> [Task requirements] Could you print all of the data below again, exactly?

▬▬▬▬▬▬

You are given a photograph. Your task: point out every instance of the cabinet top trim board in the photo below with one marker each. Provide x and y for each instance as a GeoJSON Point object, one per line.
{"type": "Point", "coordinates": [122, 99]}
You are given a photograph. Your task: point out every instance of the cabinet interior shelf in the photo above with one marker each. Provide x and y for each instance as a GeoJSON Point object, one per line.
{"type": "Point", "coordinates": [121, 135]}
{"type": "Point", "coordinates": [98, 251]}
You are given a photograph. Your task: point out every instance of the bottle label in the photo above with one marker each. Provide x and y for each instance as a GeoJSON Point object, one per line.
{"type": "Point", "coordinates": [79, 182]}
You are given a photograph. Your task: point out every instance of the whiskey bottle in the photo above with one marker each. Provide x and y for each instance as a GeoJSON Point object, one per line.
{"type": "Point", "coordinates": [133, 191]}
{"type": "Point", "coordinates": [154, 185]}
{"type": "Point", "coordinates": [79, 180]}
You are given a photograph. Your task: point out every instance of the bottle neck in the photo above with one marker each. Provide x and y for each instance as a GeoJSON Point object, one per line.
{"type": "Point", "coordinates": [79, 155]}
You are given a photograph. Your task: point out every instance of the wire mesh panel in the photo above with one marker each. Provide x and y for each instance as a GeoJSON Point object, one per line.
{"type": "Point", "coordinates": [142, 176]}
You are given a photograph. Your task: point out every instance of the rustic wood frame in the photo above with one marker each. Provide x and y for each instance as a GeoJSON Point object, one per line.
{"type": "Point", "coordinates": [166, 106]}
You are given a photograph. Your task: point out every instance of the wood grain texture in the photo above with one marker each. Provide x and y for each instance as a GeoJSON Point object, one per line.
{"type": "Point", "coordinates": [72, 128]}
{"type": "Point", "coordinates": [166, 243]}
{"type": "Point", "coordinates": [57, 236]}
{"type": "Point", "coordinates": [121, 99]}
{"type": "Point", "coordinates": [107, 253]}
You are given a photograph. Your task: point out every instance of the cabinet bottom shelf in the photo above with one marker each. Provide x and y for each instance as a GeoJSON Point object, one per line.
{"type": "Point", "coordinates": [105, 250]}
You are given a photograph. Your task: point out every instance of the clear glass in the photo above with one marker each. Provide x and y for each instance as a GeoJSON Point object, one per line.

▬▬▬▬▬▬

> [Response below]
You are given a photograph. Your task: point out every instance of the cabinet top trim board in the photo below with one marker each. Provide x and y for each instance as a GeoJSON Point object, one per line.
{"type": "Point", "coordinates": [122, 99]}
You are given a photograph. Your task: point out every instance of the cabinet interior shelf in the photo above with one marker each. Provide x and y for each instance as a GeoJSON Point object, one per line.
{"type": "Point", "coordinates": [121, 135]}
{"type": "Point", "coordinates": [98, 251]}
You are given a photograph. Your task: point out every instance of the bottle label in the photo above with one marker each. Provide x and y for each instance as a GeoJSON Point object, one per line.
{"type": "Point", "coordinates": [79, 182]}
You are given a photograph. Your task: point out every instance of the whiskey bottle in the photo above with one marker each. Provide x and y for each instance as a GeoJSON Point object, one per line.
{"type": "Point", "coordinates": [133, 191]}
{"type": "Point", "coordinates": [154, 185]}
{"type": "Point", "coordinates": [79, 180]}
You are given a photograph. Your task: point out every instance of the bottle neck in the photo above with one marker each. Provide x and y for each instance as a GeoJSON Point object, one per line.
{"type": "Point", "coordinates": [79, 155]}
You are given a photograph. Your task: point out every instance of the wire mesh panel in the photo above with one marker each. Provide x and y for each instance as a GeoJSON Point object, one per line.
{"type": "Point", "coordinates": [142, 176]}
You are given a photograph. Your task: point out every instance of the rustic wood frame in the photo above with one marker each. Provide x and y for each instance as a GeoJSON Point object, one per line.
{"type": "Point", "coordinates": [166, 106]}
You are given a photograph. Your task: point out every instance of the wood grain texture in the photo above with one marker each. Provide x and y for each instance as a GeoJSON Point object, one per line.
{"type": "Point", "coordinates": [72, 128]}
{"type": "Point", "coordinates": [166, 243]}
{"type": "Point", "coordinates": [57, 236]}
{"type": "Point", "coordinates": [121, 99]}
{"type": "Point", "coordinates": [107, 253]}
You are given a photograph. Your task: point out every instance of the cabinet bottom shelf in the photo above with one marker each. Provide x and y for each instance as a GeoJSON Point object, one per line.
{"type": "Point", "coordinates": [105, 250]}
You are given a photograph. Your task: point out every instance of the clear glass in the photo above with one marker each. Provide x and y for each instance as a GeoJSON Point object, one per line.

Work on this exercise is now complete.